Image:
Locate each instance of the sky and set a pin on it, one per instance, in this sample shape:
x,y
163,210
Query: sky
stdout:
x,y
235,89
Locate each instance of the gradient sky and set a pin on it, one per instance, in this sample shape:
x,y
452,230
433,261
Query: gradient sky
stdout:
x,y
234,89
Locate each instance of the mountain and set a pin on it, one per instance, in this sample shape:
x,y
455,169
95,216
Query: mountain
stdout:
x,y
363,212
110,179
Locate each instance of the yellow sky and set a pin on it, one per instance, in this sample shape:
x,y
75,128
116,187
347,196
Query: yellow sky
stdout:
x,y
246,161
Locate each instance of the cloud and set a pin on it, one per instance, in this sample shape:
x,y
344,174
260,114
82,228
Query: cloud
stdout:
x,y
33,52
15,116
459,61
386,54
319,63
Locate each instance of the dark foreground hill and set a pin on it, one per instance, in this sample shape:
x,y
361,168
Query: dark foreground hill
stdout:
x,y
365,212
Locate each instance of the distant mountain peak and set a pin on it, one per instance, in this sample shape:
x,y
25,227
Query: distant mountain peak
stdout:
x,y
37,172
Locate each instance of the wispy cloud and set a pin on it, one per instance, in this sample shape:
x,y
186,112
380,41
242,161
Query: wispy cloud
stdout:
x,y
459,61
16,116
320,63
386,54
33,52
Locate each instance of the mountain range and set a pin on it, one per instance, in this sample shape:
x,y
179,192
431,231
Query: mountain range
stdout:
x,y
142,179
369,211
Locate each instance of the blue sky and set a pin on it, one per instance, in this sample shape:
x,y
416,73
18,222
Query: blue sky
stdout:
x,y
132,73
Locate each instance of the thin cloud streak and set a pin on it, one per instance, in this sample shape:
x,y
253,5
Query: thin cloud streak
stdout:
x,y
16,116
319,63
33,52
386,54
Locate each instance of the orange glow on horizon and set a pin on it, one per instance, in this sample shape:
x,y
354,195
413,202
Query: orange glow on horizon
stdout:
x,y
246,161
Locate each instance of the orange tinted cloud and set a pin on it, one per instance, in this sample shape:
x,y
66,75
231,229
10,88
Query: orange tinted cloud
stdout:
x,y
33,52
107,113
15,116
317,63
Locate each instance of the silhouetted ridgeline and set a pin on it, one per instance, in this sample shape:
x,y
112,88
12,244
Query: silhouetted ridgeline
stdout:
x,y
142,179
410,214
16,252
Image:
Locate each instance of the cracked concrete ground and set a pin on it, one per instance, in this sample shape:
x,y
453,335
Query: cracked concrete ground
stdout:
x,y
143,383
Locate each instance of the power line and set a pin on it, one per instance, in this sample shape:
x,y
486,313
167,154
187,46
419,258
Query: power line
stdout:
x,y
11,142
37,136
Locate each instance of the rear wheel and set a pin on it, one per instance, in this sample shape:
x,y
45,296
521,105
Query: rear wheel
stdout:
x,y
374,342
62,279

...

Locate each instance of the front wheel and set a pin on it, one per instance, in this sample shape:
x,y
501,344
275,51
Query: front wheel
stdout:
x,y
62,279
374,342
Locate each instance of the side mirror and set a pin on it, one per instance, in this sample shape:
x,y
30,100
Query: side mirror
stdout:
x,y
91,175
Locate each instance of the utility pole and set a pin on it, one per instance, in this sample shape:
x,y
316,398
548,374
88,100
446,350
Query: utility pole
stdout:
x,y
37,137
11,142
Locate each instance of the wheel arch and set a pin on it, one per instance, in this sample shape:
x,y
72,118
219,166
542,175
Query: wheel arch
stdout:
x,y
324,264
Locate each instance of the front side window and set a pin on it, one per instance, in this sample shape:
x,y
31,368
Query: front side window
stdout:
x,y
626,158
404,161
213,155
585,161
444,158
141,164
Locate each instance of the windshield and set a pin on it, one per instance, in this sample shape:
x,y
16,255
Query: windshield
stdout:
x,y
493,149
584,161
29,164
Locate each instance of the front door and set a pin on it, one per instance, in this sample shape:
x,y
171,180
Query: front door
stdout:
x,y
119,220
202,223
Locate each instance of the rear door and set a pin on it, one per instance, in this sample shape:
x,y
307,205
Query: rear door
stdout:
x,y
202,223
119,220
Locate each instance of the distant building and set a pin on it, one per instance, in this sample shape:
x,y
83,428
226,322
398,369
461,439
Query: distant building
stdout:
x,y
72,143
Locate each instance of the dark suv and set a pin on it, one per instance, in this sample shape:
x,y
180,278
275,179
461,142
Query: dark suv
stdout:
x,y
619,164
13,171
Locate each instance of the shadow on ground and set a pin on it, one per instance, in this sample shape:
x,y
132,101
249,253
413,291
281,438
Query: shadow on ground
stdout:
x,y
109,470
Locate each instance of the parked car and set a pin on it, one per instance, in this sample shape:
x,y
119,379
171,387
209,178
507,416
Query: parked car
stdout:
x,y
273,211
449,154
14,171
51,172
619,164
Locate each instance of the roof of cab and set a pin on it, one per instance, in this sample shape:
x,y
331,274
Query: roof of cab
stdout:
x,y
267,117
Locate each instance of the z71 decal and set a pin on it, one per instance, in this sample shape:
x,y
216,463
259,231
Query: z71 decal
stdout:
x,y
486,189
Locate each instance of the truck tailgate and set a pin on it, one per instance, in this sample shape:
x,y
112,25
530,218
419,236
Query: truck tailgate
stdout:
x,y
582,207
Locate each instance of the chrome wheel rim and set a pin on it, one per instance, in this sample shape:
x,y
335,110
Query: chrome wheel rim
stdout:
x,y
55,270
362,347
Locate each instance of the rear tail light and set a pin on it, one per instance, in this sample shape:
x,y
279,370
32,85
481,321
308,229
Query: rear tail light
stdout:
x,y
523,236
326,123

**What this task involves:**
Which lines in the entries above contain the string "arch", with case counting? Copy each of them out in full.

**Completed task:**
Locate each instance of the wheel arch and set a pin on it, one per instance, in this sample shape:
Query: wheel arch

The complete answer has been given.